• _Data_:
* * *

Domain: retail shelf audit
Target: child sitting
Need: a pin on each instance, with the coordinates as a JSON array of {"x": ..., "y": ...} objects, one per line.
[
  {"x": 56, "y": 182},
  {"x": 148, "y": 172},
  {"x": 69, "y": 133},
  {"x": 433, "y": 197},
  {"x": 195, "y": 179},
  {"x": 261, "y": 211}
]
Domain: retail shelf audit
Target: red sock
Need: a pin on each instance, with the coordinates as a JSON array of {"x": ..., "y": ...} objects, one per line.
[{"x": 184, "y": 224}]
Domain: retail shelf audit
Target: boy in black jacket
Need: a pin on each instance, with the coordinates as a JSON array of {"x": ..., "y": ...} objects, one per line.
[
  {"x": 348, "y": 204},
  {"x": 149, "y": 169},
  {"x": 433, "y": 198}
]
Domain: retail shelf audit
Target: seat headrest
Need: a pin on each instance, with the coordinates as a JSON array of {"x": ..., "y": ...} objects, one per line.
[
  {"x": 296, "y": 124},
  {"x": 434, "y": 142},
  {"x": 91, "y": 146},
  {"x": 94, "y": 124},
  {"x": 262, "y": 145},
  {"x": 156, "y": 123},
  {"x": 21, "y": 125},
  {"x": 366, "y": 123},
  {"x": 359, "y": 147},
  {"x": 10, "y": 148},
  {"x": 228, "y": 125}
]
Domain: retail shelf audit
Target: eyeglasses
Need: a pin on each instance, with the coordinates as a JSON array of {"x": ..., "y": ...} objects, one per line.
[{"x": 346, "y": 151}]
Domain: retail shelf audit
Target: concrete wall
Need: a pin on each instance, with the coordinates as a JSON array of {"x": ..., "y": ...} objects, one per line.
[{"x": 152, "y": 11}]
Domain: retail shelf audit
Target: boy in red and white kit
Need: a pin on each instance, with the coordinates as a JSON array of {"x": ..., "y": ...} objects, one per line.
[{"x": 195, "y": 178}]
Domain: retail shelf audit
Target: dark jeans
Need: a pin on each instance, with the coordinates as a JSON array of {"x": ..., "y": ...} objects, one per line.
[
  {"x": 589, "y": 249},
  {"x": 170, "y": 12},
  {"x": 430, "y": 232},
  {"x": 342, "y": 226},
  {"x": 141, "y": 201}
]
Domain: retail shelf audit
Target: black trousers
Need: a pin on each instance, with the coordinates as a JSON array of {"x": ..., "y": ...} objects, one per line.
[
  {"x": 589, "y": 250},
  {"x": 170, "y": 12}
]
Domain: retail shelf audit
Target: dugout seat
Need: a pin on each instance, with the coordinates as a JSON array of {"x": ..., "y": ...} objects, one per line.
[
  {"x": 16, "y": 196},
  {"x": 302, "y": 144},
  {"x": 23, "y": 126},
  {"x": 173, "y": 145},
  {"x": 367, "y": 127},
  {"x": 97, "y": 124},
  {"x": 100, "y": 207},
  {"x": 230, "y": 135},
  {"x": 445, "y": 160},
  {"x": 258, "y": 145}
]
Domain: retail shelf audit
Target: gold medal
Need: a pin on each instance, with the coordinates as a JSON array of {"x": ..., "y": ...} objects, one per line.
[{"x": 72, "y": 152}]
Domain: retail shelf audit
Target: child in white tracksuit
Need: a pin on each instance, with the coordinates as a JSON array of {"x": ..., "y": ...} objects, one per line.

* * *

• _What you need to do_: Repeat the data precisely, line by line.

• _Response_:
Domain: retail shelf audit
Target: child sitting
Need: a pin on each instance, with the coordinates as a JSON array of {"x": ..., "y": ...} objects, one per line.
[
  {"x": 56, "y": 182},
  {"x": 148, "y": 172},
  {"x": 69, "y": 133},
  {"x": 433, "y": 197},
  {"x": 195, "y": 179},
  {"x": 261, "y": 211}
]
Domain: retail shelf audit
Target: red sock
Need: a pin on each instance, with the coordinates as a JSON array of {"x": ..., "y": ...} objects, one per line.
[{"x": 184, "y": 224}]
Domain: retail shelf audit
Target: boy in black jacket
Need: a pin on each instance, with the coordinates as a JSON array of {"x": ..., "y": ...} objects, one per line.
[
  {"x": 348, "y": 204},
  {"x": 149, "y": 169},
  {"x": 433, "y": 198}
]
Domain: retail shelf audit
Target: seat headrest
Need: a pin on each instance, with the coordinates as a JSON array of {"x": ..., "y": ...} objects, one per line.
[
  {"x": 296, "y": 124},
  {"x": 434, "y": 142},
  {"x": 91, "y": 146},
  {"x": 94, "y": 124},
  {"x": 262, "y": 145},
  {"x": 156, "y": 123},
  {"x": 21, "y": 125},
  {"x": 366, "y": 123},
  {"x": 359, "y": 147},
  {"x": 10, "y": 148},
  {"x": 228, "y": 125}
]
Domain: retail shelf audit
Target: eyeglasses
Need: a pin on each instance, with the coordinates as a JSON array of {"x": ..., "y": ...} objects, one per line.
[{"x": 346, "y": 151}]
Domain: retail shelf audit
Target: concrete wall
Need: a pin on each instance, with the coordinates as a JSON array of {"x": ..., "y": ...} objects, one per line.
[{"x": 152, "y": 11}]
Domain: retail shelf audit
Target: boy in red and white kit
Need: a pin on each instance, with the coordinates as a JSON array of {"x": ..., "y": ...} objects, one per line.
[{"x": 195, "y": 178}]
Domain: retail shelf audit
Target: dark jeans
Need: a pin on each instance, with the coordinates as a JSON array of {"x": ..., "y": ...} objects, one per line.
[
  {"x": 589, "y": 249},
  {"x": 170, "y": 12},
  {"x": 430, "y": 232},
  {"x": 342, "y": 226},
  {"x": 141, "y": 201}
]
Domain: retail shelf audit
Target: black trousers
Need: a pin on each instance, with the coordinates as a JSON array of {"x": ..., "y": ...} objects, one per line.
[
  {"x": 589, "y": 250},
  {"x": 170, "y": 12}
]
Domain: retail shelf audit
Target: dugout seat
Need: a pin on each instance, with the coordinates as a JSON array of {"x": ..., "y": ...} objects, one per line.
[
  {"x": 16, "y": 196},
  {"x": 302, "y": 144},
  {"x": 23, "y": 126},
  {"x": 173, "y": 145},
  {"x": 367, "y": 127},
  {"x": 97, "y": 124},
  {"x": 100, "y": 207},
  {"x": 230, "y": 135},
  {"x": 445, "y": 160},
  {"x": 258, "y": 145}
]
Domain: retail shelf audit
Target: gold medal
Need: a pin on each instance, with the coordinates as a JSON array of {"x": ..., "y": ...} objects, one per line.
[{"x": 72, "y": 152}]
Domain: retail shelf audit
Target: child in white tracksuit
Need: a pin on each instance, with the coordinates as a JSON array of {"x": ..., "y": ...} objects, one per line.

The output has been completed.